*** Begin section ***

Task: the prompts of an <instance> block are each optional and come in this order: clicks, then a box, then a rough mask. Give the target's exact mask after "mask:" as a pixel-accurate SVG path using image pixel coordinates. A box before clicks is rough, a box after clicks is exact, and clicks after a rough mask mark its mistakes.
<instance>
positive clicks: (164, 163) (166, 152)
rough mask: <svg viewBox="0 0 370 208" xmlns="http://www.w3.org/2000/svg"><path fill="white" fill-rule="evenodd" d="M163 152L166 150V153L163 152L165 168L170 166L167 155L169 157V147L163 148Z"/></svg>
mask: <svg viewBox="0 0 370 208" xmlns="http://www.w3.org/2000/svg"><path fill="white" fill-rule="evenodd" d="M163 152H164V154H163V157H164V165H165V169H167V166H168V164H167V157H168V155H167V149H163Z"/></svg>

*** End section ***

> **PROBLEM**
Read the listing line by line, and copy each line in which the word "instance" is found.

> **SOLVED EXERCISE**
Task: the prompts of an <instance> block are each optional and come in this order: clicks, then a box, then a rough mask. Give the target's exact mask after "mask:" as a pixel-accurate SVG path using image pixel coordinates. A box before clicks is rough, a box after clicks is exact, and clicks after a rough mask mark its mistakes.
<instance>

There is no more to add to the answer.